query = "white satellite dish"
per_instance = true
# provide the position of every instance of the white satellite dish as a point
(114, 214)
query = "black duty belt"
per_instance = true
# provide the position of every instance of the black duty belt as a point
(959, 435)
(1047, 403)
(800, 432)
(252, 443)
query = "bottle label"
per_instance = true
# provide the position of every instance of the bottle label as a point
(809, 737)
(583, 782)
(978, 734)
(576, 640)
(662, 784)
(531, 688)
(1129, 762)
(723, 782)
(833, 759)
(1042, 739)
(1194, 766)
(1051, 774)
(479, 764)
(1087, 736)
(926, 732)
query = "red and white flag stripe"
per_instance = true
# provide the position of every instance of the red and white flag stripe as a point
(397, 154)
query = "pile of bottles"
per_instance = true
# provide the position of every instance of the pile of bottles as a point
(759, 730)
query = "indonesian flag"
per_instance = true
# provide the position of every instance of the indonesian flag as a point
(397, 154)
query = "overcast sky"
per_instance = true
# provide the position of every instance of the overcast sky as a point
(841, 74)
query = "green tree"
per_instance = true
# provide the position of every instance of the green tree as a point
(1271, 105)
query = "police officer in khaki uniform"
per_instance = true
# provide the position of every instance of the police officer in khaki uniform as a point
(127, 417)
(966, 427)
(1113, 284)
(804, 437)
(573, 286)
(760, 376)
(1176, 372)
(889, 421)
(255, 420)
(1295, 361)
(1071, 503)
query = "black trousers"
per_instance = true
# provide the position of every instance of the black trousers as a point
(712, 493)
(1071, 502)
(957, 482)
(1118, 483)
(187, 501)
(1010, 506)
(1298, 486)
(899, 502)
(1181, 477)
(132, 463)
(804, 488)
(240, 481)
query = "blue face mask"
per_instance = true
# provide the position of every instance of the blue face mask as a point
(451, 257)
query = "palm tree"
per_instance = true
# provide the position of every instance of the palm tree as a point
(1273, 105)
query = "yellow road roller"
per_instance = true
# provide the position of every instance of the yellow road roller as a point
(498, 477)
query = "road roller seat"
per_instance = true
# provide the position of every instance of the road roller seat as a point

- - - -

Copy out everything from the start of the items down to the line containing "(1273, 105)", both ends included, with 48 added to every coordinate in the answer points. Leave the rest of each line unchanged.

> _Complete answer_:
query = "white satellite dish"
per_instance = true
# provide the position of every instance of the white satellite dish as a point
(162, 262)
query = "black duty belt"
per_instance = true
# provide the position of every instance of the black duty belt as a point
(1007, 483)
(1095, 451)
(848, 480)
(300, 491)
query = "bottle label"
per_instance = true
# provide the position of every instance of the bottle label as a point
(857, 785)
(631, 830)
(1026, 782)
(624, 688)
(710, 832)
(579, 736)
(1177, 810)
(771, 830)
(881, 807)
(1090, 787)
(1242, 814)
(1099, 822)
(527, 812)
(1135, 784)
(974, 780)
query = "red and white flag stripe"
per_instance = true
# provide the position of every instance of the red and white flag stripe as a point
(445, 202)
query = "pile of bottles"
per_instance = true
# provide the position of every instance of the pile of bottles as a point
(807, 778)
query = "indonesian flag"
per_instance = true
# provide the position of every instance of the indonesian flag as a point
(445, 202)
query = "overcast sky"
per_instance = true
# provide the position of every instance of the overcast sky as a point
(889, 122)
query = "green tree"
per_instance = true
# provide the position of every instance of the green tree as a point
(1319, 153)
query = "police officer in khaki uniform"
per_instance = true
# provide the position of every instance of the police officer in khaki uniform as a point
(175, 465)
(1014, 475)
(1161, 332)
(852, 485)
(621, 334)
(808, 424)
(1224, 420)
(937, 469)
(303, 468)
(1343, 409)
(1119, 551)
query = "black trousers"
per_instance = true
# provide the position of every instance of the black trousers as a point
(760, 541)
(1119, 550)
(1005, 530)
(1166, 531)
(235, 549)
(1058, 554)
(1346, 534)
(947, 550)
(1229, 525)
(180, 511)
(852, 536)
(288, 529)
query = "blue face mask"
per_instance = true
# provide the position of every instance of the blue face mask as a point
(499, 305)
query = "palm tree"
per_instance = true
# provide the position of every instance of the palm tree as a point
(1321, 153)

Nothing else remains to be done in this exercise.